Excerpt Start Marker

Unless the boss does it way too often and doesn’t give you a reason on why he’s too busy to get it himself, it’s not that big deal. A family friend who is second in command of a large multinational corp also has a side job of being his boss’s middleman/secretary to manage extramarital affair, namely buying jewelry, flowers, and setting up trips. And he had to do all these while keeping a good relationship with the boss’s wife (the wife knows) and runs the company. Imagining how *** he feels.

Someone needs to make a show based on this 🤣

 

anonymous_IV

Unless the boss does it way too often and doesn’t give you a reason on why he’s too busy to get it himself, it’s not that big deal. A family friend who is second in command of a large multinational corp also has a side job of being his boss’s middleman/secretary to manage extramarital affair, namely buying jewelry, flowers, and setting up trips. And he had to do all these while keeping a good relationship with the boss’s wife (the wife knows) and runs the company. Imagining how *** he feels.


Probably very a**

 

EXACTLY. This forum is full of soft girls. Next time he asks you to go, you go, grab that food and eat it in front of him.

Soon you'll be shining his shoes in front of your whole team?

 

My Director out of principle refuses to pay for parking in the garage at the office. So he parks his car at the temporary spaces, just 1min around the corner.
The maximum time to park there is 1 hour. So almost every hour either he goes out for a smoke and resets his parkometer or, you guessed it, sends me or another analyst.

He only comes in by car around 1-2 time a week so get I get to do the drill around 5-6 times a week. Tbf, it ain't too bad and I get to stretch my legs for a few minutes.

 

Yeah I used to kinda like when my bosses would send me out to grab lunch for a client meeting after we'd already been at it all morning. 

Used it as an opportunity to kill a little time, get some fresh air, throw a dip in, burn some calories walking, etc. 

Also, OP sounds like an unresourceful Analyst, order ahead online goofball!

 
pitchmeyourproblems666

My Director out of principle refuses to pay for parking in the garage at the office. So he parks his car at the temporary spaces, just 1min around the corner.
The maximum time to park there is 1 hour. So almost every hour either he goes out for a smoke and resets his parkometer or, you guessed it, sends me or another analyst.

He only comes in by car around 1-2 time a week so get I get to do the drill around 5-6 times a week. Tbf, it ain't too bad and I get to stretch my legs for a few minutes.

This is pretty bad, imo. The cost in labor that this guy is sinking into parking trips just to pay $30 of parking in quarters rather card swipes is mind boggling. I'd be super annoyed as a peer of his if I had to wait longer on something because our shared resources were doubling as meter maids. Honestly, just tell someone in a super polite apologetic way that you'll need to get them something 5 minutes late because you have to put quarters in the meter for so-and-so's car. Then do it again 2 more times. Hahaha I'd bet a lot of quarters it'll stop....

Excerpt End Marker
Extracted records Start Marker

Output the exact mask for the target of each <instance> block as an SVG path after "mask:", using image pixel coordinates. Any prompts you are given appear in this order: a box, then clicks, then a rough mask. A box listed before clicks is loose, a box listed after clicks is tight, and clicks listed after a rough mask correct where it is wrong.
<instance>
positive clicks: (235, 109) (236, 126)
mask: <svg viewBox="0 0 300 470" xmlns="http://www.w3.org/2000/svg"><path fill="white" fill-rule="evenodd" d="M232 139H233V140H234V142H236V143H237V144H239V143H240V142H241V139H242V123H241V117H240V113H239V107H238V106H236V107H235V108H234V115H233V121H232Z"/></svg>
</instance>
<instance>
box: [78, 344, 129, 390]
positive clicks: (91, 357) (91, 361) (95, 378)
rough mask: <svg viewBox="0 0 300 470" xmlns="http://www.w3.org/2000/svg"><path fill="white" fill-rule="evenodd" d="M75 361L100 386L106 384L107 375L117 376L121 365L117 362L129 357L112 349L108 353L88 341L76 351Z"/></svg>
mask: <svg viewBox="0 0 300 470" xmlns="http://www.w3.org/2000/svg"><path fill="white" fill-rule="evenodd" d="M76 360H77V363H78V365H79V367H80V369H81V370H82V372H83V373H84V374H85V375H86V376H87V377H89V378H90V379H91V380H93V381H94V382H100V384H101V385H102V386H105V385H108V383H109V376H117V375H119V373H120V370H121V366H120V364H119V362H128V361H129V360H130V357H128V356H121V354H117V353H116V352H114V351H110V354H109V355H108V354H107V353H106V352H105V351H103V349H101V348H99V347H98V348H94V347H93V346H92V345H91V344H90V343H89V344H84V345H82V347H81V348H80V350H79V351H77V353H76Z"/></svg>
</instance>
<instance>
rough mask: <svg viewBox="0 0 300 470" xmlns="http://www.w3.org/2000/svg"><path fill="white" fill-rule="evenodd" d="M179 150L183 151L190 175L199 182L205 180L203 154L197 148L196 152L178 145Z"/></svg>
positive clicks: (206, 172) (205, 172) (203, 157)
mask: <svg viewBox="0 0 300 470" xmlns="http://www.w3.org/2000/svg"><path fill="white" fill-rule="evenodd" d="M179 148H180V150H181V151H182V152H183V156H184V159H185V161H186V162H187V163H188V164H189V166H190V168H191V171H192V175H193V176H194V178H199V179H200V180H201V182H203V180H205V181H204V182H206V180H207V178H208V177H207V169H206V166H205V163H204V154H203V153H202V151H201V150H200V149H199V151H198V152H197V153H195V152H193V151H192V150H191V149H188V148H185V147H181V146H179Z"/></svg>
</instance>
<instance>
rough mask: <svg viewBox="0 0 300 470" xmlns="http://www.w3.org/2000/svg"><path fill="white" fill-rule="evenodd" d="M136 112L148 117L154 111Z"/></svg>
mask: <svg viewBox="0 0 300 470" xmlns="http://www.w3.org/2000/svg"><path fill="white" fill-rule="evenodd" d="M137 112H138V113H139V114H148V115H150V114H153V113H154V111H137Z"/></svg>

Extracted records End Marker
Extracted records Start Marker

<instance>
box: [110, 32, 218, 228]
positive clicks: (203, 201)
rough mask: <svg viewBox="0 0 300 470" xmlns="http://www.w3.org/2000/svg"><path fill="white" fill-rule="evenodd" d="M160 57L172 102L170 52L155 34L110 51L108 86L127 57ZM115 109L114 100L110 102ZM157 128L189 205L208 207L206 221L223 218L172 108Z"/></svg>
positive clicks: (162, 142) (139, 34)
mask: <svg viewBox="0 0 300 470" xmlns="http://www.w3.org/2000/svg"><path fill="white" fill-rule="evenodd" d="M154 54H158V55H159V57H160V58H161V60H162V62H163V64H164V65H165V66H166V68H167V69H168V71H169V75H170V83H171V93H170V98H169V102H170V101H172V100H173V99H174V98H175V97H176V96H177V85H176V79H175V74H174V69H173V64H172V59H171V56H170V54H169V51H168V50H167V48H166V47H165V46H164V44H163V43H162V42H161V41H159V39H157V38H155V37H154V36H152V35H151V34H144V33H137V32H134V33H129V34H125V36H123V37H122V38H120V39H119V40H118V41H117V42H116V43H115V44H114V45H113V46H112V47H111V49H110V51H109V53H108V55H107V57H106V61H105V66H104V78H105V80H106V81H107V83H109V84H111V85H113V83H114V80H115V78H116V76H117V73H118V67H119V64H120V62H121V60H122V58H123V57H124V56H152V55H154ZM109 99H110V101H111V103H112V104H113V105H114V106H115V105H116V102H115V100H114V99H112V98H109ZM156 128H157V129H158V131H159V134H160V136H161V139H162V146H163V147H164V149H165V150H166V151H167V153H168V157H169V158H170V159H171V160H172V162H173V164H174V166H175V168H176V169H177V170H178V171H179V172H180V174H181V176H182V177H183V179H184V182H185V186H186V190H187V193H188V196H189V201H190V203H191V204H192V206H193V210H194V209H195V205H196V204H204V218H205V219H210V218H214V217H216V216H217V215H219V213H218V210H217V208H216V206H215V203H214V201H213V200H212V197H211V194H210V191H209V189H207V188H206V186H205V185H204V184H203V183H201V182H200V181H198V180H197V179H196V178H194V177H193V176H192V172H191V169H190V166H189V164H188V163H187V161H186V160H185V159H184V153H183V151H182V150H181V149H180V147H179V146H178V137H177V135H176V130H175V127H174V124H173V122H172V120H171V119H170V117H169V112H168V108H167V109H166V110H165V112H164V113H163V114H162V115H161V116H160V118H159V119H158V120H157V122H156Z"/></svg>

Extracted records End Marker
Extracted records Start Marker

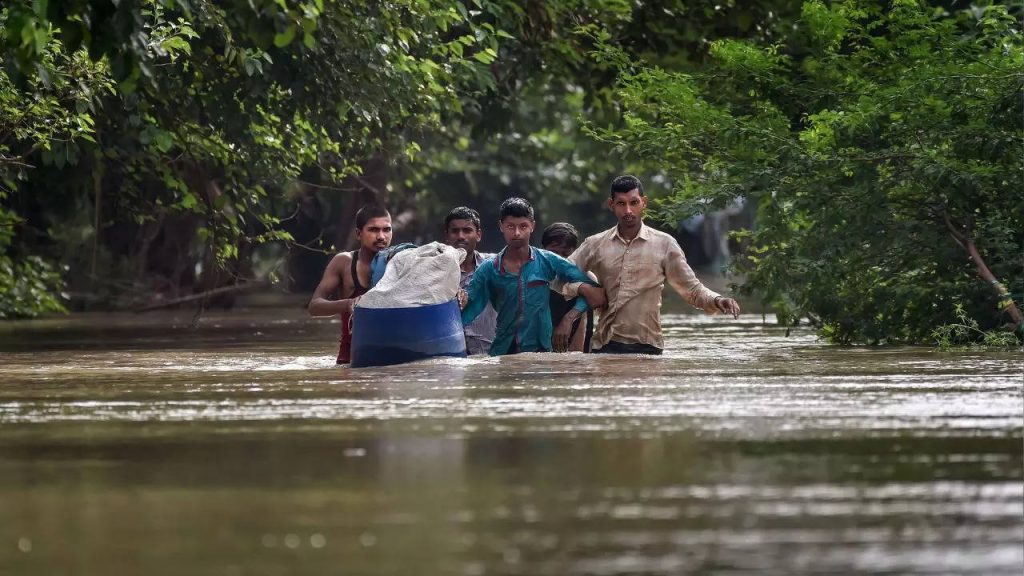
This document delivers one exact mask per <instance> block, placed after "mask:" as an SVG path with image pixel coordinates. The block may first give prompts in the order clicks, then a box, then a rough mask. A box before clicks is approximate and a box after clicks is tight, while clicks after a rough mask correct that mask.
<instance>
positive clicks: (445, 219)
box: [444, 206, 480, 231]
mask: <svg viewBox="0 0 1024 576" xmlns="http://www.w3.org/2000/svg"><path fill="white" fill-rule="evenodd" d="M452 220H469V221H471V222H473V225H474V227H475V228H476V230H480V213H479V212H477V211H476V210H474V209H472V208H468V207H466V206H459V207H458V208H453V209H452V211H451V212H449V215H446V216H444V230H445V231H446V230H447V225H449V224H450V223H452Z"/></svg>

Extracted records End Marker

*Required tasks*
1. From the forum thread, list each purpose the commenter who liked being sent out for lunch says the errand served.
2. Answer these from the forum thread, one line each:
(a) What position does the family friend hold at the multinational corp?
(b) What is the maximum time allowed in the temporary parking spaces?
(c) What dollar amount of parking does the last comment say the Director avoids paying by card?
3. Echo the passage of the forum thread starting with "Soon you'll be" and going on through "it all morning.".

*Replies*
1.
- Kill a little time
- Get some fresh air
- Throw a dip in
- Burn some calories walking

2.
(a) Second in command
(b) One hour
(c) $30

3.
Soon you'll be shining his shoes in front of your whole team?

 

My Director out of principle refuses to pay for parking in the garage at the office. So he parks his car at the temporary spaces, just 1min around the corner.
The maximum time to park there is 1 hour. So almost every hour either he goes out for a smoke and resets his parkometer or, you guessed it, sends me or another analyst.

He only comes in by car around 1-2 time a week so get I get to do the drill around 5-6 times a week. Tbf, it ain't too bad and I get to stretch my legs for a few minutes.

 

Yeah I used to kinda like when my bosses would send me out to grab lunch for a client meeting after we'd already been at it all morning.